TASK INSTRUCTIONS: Please print the lines without any change, from the first one through the line containing "(1038, 194)", with both of those lines included.

EXERCISE MATERIAL:
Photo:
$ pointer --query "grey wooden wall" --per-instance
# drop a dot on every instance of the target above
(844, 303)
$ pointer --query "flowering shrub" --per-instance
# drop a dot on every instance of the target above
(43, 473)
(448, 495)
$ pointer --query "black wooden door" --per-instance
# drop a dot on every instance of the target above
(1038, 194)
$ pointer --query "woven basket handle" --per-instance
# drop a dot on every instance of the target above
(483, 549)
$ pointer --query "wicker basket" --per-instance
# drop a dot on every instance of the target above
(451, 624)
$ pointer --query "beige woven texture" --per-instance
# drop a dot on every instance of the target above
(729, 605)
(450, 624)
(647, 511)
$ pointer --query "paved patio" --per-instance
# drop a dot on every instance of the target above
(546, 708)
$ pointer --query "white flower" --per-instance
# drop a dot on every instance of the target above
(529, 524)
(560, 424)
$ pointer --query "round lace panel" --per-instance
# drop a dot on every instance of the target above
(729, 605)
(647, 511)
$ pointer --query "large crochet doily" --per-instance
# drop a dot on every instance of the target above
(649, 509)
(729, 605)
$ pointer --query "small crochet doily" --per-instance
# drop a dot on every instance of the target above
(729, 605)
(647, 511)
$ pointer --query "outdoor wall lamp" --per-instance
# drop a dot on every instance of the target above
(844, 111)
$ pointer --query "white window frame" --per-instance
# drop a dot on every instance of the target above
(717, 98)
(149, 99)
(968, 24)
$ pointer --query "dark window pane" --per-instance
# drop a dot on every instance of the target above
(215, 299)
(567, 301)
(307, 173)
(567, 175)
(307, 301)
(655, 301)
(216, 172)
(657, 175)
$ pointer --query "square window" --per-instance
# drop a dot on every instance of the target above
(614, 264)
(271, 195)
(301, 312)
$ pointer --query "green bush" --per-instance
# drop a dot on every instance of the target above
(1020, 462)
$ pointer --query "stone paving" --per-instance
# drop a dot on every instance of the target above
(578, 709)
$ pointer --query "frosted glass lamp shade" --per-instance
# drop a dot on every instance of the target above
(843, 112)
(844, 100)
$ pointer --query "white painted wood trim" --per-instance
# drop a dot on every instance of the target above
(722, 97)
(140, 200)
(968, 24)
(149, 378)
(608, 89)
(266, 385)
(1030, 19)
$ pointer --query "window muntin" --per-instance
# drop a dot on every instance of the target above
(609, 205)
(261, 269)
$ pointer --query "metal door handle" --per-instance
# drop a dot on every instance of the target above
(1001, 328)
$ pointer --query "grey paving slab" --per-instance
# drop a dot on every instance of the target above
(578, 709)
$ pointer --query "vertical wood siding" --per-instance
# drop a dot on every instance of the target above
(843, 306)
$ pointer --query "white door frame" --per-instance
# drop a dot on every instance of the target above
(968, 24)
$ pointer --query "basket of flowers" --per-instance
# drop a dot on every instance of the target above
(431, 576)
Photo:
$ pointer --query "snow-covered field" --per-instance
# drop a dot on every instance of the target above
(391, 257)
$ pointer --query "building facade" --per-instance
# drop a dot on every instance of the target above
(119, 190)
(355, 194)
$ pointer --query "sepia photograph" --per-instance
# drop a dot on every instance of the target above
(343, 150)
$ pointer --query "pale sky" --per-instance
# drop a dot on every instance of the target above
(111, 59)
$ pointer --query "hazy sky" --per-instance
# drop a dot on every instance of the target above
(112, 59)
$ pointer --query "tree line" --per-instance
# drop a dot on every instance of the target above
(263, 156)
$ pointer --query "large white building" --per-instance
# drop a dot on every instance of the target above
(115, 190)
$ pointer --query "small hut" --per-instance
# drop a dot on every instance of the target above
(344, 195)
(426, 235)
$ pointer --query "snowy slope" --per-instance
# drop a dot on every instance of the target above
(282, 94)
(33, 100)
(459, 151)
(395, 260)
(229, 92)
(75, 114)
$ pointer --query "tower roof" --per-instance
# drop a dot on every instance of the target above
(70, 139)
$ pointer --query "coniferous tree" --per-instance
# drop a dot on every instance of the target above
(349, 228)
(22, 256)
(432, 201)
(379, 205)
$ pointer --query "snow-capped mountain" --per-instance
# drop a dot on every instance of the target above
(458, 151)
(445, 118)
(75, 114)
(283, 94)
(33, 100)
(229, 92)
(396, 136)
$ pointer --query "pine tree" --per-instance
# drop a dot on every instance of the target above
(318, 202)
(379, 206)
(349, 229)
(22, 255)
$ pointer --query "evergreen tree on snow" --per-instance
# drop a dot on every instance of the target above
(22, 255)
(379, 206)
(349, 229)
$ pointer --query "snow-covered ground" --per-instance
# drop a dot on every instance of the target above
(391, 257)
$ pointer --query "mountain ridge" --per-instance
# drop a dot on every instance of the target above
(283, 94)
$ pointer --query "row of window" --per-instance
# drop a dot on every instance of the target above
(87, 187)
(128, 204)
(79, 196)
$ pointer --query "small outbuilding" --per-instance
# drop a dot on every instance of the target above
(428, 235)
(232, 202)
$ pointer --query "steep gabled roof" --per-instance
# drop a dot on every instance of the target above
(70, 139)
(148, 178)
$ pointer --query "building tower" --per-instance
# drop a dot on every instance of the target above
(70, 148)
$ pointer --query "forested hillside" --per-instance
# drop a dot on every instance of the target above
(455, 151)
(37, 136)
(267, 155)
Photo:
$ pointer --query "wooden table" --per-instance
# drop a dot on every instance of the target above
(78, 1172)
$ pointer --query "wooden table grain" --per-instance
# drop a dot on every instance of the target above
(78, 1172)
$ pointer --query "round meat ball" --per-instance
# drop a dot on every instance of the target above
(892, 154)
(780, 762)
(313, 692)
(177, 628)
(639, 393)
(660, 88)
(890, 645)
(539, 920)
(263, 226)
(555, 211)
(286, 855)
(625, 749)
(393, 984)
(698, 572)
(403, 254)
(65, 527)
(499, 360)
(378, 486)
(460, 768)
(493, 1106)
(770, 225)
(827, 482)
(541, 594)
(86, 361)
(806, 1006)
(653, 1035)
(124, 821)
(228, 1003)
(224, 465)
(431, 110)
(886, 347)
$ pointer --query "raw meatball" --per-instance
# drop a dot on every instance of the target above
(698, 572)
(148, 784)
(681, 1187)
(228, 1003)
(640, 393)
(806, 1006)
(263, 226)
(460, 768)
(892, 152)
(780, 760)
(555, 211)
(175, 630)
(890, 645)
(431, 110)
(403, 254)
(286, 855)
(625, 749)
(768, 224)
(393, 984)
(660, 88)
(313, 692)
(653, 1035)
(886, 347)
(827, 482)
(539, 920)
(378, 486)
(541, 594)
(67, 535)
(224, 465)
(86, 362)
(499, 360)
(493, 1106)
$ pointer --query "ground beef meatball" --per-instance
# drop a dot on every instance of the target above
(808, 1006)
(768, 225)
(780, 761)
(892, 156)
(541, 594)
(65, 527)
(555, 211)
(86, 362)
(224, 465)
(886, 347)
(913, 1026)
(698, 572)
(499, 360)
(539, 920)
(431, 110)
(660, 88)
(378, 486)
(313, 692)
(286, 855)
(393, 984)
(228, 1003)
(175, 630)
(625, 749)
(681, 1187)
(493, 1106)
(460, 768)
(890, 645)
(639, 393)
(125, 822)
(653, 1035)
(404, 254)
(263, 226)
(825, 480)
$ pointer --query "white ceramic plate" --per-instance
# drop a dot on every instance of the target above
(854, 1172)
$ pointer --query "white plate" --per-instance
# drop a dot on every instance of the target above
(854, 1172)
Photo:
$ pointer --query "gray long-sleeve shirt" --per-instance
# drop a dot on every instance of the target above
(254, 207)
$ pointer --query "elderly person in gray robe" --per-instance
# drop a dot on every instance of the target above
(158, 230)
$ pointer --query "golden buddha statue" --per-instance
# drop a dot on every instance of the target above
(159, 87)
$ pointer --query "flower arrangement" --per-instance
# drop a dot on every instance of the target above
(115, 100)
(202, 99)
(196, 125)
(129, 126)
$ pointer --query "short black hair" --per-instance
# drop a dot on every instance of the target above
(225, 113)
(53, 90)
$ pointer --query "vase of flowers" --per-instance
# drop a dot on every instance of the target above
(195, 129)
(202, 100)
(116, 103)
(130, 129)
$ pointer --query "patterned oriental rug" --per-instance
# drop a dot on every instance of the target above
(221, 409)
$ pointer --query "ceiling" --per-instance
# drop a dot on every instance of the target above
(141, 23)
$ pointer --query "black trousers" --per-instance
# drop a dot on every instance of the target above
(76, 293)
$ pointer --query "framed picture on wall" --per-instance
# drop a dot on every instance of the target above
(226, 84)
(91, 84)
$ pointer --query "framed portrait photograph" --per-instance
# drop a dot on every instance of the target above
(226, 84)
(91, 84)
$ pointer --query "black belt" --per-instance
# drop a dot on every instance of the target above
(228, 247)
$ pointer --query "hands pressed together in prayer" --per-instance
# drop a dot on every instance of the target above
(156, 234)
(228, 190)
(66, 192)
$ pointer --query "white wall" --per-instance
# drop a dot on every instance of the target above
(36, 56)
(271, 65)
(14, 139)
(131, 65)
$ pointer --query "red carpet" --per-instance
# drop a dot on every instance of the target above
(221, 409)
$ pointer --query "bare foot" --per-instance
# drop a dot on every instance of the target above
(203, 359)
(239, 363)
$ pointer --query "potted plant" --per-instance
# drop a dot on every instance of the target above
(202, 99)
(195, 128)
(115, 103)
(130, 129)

TASK OUTPUT:
Photo:
$ pointer --query "grey wooden wall" --per-instance
# drop a dot on every instance of the target above
(844, 303)
$ pointer --query "flowering shrub" --per-instance
# drop a dot on every instance of the target above
(43, 473)
(448, 495)
$ pointer --query "black wooden door" --per-instance
# drop a dot on every instance of the target above
(1038, 194)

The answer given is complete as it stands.